• _Your objective_
Write out all of the lines below as a numbered list, skipping any blank lines and leaving out the pictures.

• _Material to process_

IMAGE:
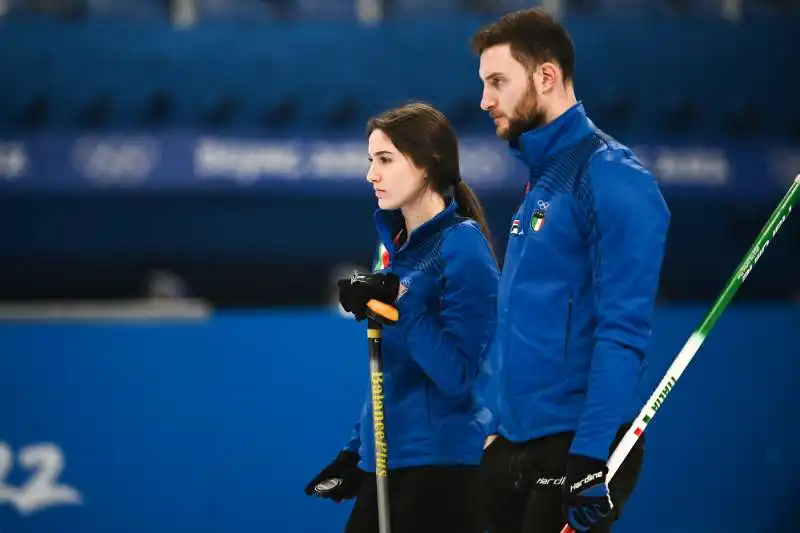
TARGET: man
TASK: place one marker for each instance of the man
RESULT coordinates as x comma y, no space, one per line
576,295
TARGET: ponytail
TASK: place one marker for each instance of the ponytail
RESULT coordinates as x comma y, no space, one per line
470,207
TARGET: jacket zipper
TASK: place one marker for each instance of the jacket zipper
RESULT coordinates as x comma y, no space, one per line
568,328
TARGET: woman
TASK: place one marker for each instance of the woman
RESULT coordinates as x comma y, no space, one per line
437,266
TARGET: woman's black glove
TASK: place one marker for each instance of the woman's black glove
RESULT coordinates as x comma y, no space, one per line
357,290
340,480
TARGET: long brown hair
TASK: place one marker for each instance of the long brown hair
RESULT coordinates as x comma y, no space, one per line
424,134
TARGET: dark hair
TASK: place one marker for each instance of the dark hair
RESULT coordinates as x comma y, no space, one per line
423,133
534,36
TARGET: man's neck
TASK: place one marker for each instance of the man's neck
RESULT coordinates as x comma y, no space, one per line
561,102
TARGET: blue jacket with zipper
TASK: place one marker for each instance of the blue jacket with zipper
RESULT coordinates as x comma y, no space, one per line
433,356
578,287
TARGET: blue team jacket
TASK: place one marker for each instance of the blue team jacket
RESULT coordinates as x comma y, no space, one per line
433,356
577,290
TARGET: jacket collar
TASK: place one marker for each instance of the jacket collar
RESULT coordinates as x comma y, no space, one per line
388,224
534,146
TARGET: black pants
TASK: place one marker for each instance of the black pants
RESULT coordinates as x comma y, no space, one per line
428,499
514,502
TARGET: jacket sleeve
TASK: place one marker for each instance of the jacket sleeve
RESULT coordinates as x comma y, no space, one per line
354,443
627,222
450,347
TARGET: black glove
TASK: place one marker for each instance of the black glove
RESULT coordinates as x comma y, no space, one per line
357,290
340,480
587,500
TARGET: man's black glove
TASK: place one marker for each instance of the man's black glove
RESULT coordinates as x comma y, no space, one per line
587,500
357,290
340,480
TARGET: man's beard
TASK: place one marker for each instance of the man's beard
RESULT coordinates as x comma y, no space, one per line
527,115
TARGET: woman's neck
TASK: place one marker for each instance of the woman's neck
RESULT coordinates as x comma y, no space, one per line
425,207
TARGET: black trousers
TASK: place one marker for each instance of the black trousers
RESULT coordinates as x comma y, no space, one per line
513,501
428,499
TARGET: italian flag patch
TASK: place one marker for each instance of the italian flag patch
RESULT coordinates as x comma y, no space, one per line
382,260
537,221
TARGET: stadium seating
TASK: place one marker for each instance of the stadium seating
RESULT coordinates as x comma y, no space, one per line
123,67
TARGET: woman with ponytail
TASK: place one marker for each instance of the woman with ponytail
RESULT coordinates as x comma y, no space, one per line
436,264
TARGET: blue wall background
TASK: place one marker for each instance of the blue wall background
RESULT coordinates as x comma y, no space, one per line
217,426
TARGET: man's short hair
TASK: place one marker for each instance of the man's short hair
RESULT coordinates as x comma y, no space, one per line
534,36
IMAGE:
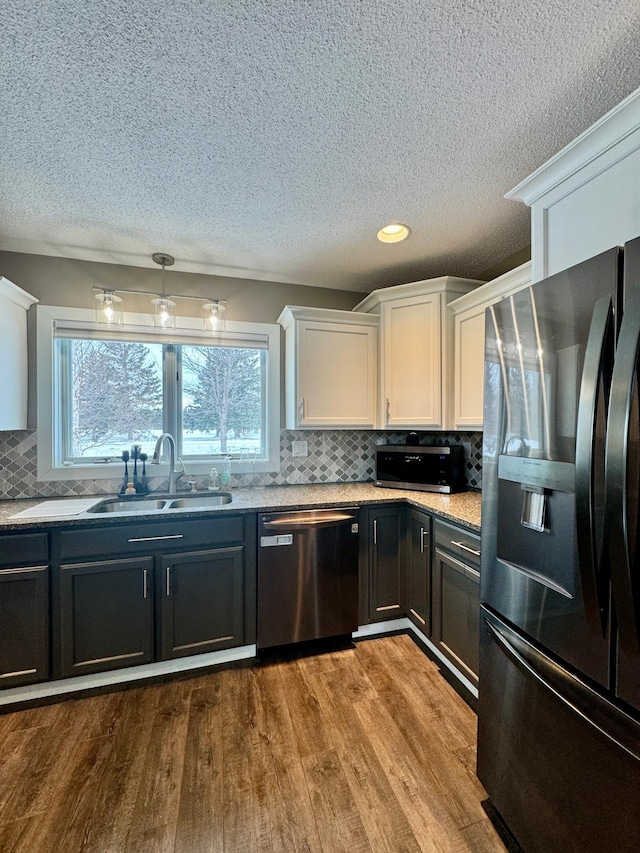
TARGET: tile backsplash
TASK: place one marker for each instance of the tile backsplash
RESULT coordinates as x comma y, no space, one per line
334,456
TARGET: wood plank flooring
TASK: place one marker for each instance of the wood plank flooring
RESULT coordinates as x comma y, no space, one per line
361,749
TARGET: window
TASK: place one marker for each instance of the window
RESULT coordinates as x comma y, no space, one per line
100,391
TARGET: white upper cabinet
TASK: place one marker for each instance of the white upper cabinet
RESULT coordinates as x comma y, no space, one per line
585,199
331,368
416,352
469,323
14,378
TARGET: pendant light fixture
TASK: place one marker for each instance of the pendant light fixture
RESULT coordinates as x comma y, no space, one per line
109,305
108,308
163,307
213,316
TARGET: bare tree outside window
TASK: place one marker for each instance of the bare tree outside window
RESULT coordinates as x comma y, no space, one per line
116,394
222,396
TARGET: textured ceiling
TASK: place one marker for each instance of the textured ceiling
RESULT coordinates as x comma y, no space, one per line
270,139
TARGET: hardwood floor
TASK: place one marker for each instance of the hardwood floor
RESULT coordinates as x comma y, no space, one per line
358,749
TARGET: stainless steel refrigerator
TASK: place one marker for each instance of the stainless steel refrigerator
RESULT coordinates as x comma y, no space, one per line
559,694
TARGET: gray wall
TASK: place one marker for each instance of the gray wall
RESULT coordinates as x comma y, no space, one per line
66,282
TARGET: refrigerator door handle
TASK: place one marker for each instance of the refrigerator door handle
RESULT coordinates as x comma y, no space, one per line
578,697
620,540
597,367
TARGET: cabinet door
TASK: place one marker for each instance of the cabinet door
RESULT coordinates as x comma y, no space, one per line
202,599
386,575
419,571
469,368
456,612
412,367
336,375
24,625
106,617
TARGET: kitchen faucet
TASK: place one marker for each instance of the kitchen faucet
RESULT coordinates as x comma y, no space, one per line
174,475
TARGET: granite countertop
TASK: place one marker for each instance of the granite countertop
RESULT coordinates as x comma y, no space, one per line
462,508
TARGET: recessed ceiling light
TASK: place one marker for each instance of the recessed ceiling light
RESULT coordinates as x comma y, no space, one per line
393,233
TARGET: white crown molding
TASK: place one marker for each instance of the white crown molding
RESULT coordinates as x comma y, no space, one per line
290,313
444,284
16,294
620,122
494,290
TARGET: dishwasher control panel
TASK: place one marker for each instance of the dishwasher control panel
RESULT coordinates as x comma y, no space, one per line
280,539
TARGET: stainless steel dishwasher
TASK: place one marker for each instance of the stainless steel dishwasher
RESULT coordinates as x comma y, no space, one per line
307,575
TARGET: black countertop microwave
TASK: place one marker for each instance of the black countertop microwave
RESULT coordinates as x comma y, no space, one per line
427,469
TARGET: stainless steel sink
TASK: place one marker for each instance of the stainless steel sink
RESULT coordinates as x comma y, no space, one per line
197,501
165,504
117,505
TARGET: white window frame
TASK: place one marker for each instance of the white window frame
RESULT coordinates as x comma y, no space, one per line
50,317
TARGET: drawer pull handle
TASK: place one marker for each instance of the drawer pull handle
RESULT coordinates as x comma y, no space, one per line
466,548
157,538
423,534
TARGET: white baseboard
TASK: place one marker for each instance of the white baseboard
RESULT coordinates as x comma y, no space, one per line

• _The result_
1. IMAGE:
2. TARGET: man
3. TASK: place one marker for each instance of the man
4. RESULT coordinates as x comma y, no space, one per line
5. 576,295
6. TARGET: ponytail
7. TASK: place one marker for each instance of the ponytail
8. RESULT coordinates as x comma y, no space, one per line
9. 470,207
10. TARGET: jacket zipper
11. TASK: place one marker for each instance of the jacket zipper
12. RESULT coordinates as x comma y, no space, one per line
13. 568,328
14. TARGET: woman
15. TASK: place one marker for each instance of the woman
16. RESULT coordinates as x comma y, no space, one per line
17. 437,266
18. TARGET: woman's black glove
19. TASK: place one marker for each instance of the woman's black glove
20. RESULT coordinates as x comma y, no space, one per line
21. 357,290
22. 340,480
23. TARGET: long brown hair
24. TASK: place one marker for each instance of the long brown hair
25. RESULT coordinates as x comma y, no space, one per line
26. 424,134
27. TARGET: dark hair
28. TASK: place one marker for each instance of the dark hair
29. RESULT coordinates as x comma y, no space, one per line
30. 423,133
31. 534,36
32. TARGET: man's neck
33. TASK: place one marker for each instance of the man's neck
34. RESULT coordinates as x comma y, no space, one per line
35. 561,102
36. TARGET: blue jacket with zipper
37. TASK: place one marker for each instance of the blue jacket with zipper
38. RESULT coordinates as x comma y, no space, one per line
39. 433,356
40. 578,287
41. TARGET: blue team jacket
42. TASK: place one marker for each instance of the blue team jacket
43. RESULT coordinates as x comma y, no space, one per line
44. 433,356
45. 577,290
46. TARGET: jacket collar
47. TASK: place one marker for each instance of the jacket collar
48. RESULT coordinates as x comma y, no space, one per line
49. 388,224
50. 534,146
51. TARGET: black pants
52. TASK: place one marker for each instance of the black pants
53. RESULT coordinates as x comma y, no space, one per line
54. 428,499
55. 514,502
56. TARGET: jacket sleeve
57. TASK: place one marker for each instance of the jacket sleeve
58. RESULT coordinates as x comma y, no space, one per line
59. 354,443
60. 627,222
61. 450,347
62. TARGET: black glove
63. TASK: place one marker for each instance of the black glove
64. RESULT coordinates as x comma y, no space, one per line
65. 357,290
66. 340,480
67. 587,500
68. TARGET: man's black glove
69. TASK: place one marker for each instance of the man's black glove
70. RESULT coordinates as x comma y, no space, one per line
71. 587,500
72. 357,290
73. 340,480
74. TARGET: man's beard
75. TASK: place one marker for each instance of the man's beard
76. RESULT coordinates as x comma y, no space, one per line
77. 527,115
78. TARGET: woman's neck
79. TASK: place one marker for each instance of the woman's neck
80. RESULT coordinates as x comma y, no space, one per line
81. 425,207
82. TARGET: black trousers
83. TASK: place one marker for each instance of the black trousers
84. RESULT coordinates as x comma y, no space, one per line
85. 513,501
86. 428,499
87. TARGET: italian flag patch
88. TASK: place one marker for each instance of the italian flag patch
89. RESULT coordinates as x comma y, no space, one per line
90. 382,260
91. 537,221
92. TARGET: stadium seating
93. TASK: place one marker for each instance of the stadium seating
94. RESULT coordinates as x comma y, no space, one per line
95. 123,67
96. TARGET: woman with ponytail
97. TASK: place one marker for each instance of the woman with ponytail
98. RESULT coordinates as x comma y, no space, one per line
99. 436,264
100. TARGET: blue wall background
101. TASK: place one marker for each instance of the blue wall background
102. RESULT coordinates as x comma y, no space, one per line
103. 217,426
104. TARGET: man's short hair
105. TASK: place one marker for each instance of the man's short hair
106. RESULT coordinates as x comma y, no space, one per line
107. 534,36
108. IMAGE:
109. TARGET: tile backsplash
110. TASK: place one marker for each instance of the tile backsplash
111. RESULT coordinates as x comma y, no space, one per line
112. 334,456
113. TARGET: wood plank flooring
114. TASK: place one marker for each instance of the wood plank flooring
115. RESULT coordinates as x comma y, no space, one per line
116. 361,749
117. TARGET: window
118. TASK: place one marker for each instance of the window
119. RESULT coordinates as x comma y, no space, one per line
120. 100,391
121. TARGET: white upper cabinet
122. TASK: place one marker for each instance of the white upper cabinet
123. RESULT coordinates as x comma y, no space, one per line
124. 585,199
125. 331,368
126. 416,352
127. 469,323
128. 14,378
129. TARGET: pendant light fixture
130. TASK: place one marker for each instance of the pendant light fixture
131. RESULT coordinates as x comma y, no space, one per line
132. 109,305
133. 108,308
134. 163,307
135. 213,316
136. TARGET: bare tree outside window
137. TASK: place one marker for each instance of the bare tree outside window
138. RESULT coordinates as x comma y, no space, one per line
139. 116,394
140. 222,396
141. TARGET: textured ceiling
142. TASK: place one marker for each instance of the textured ceiling
143. RESULT coordinates as x comma y, no space, one per line
144. 270,139
145. TARGET: hardwood floor
146. TASK: place one marker for each instance of the hardwood floor
147. RESULT coordinates as x comma y, no space, one per line
148. 358,749
149. TARGET: stainless steel refrigerator
150. TASK: place one marker for each instance of the stainless steel refrigerator
151. RESULT coordinates as x comma y, no space, one per line
152. 559,694
153. TARGET: gray wall
154. TASK: place one marker for each instance of the gray wall
155. RESULT coordinates as x comma y, no space, one per line
156. 66,282
157. TARGET: refrigerator door handle
158. TASK: place one marker for each instance of the refrigerator door handle
159. RESULT coordinates as x comma y, no space, one per line
160. 578,697
161. 620,540
162. 597,367
163. TARGET: cabinet door
164. TASK: place one marker for each instance of the cabinet door
165. RESULT coordinates as x comma y, no space, one per line
166. 202,599
167. 386,575
168. 419,571
169. 469,368
170. 456,612
171. 412,367
172. 336,375
173. 24,625
174. 106,617
175. TARGET: kitchen faucet
176. TASK: place one marker for each instance of the kitchen faucet
177. RESULT coordinates as x comma y, no space, one per line
178. 174,475
179. TARGET: granite countertop
180. TASK: place one marker for each instance of the granite countertop
181. RESULT coordinates as x comma y, no space, one per line
182. 462,508
183. TARGET: recessed ceiling light
184. TASK: place one marker for each instance of the recessed ceiling light
185. RESULT coordinates as x comma y, no space, one per line
186. 393,233
187. TARGET: white crown molding
188. TASK: place one marker for each instance of the white crown molding
189. RESULT coordinates as x comma y, no space, one per line
190. 290,313
191. 444,284
192. 16,294
193. 620,122
194. 494,290
195. TARGET: dishwasher control panel
196. TASK: place one marker for each instance of the dishwasher control panel
197. RESULT coordinates as x comma y, no space, one per line
198. 280,539
199. TARGET: stainless steel dishwasher
200. TASK: place one marker for each instance of the stainless steel dishwasher
201. RESULT coordinates as x comma y, no space, one per line
202. 307,575
203. TARGET: black countertop microwave
204. TASK: place one marker for each instance of the black countertop microwave
205. RESULT coordinates as x comma y, no space, one per line
206. 427,469
207. TARGET: stainless steel sink
208. TASK: place one marker for each instance of the stainless steel sink
209. RESULT coordinates as x comma y, no space, one per line
210. 197,501
211. 165,504
212. 117,505
213. TARGET: white window frame
214. TASK: place one marker for each instance of the white window frame
215. RESULT coordinates as x comma y, no space, one per line
216. 50,317
217. TARGET: drawer pull handle
218. TASK: place one marker for each instance of the drawer pull handle
219. RESULT coordinates as x comma y, no space, one per line
220. 466,548
221. 157,538
222. 423,534
223. TARGET: white baseboard
224. TASK: place one marker for each instance of the white baseboard
225. RESULT coordinates as x comma y, no space, one per line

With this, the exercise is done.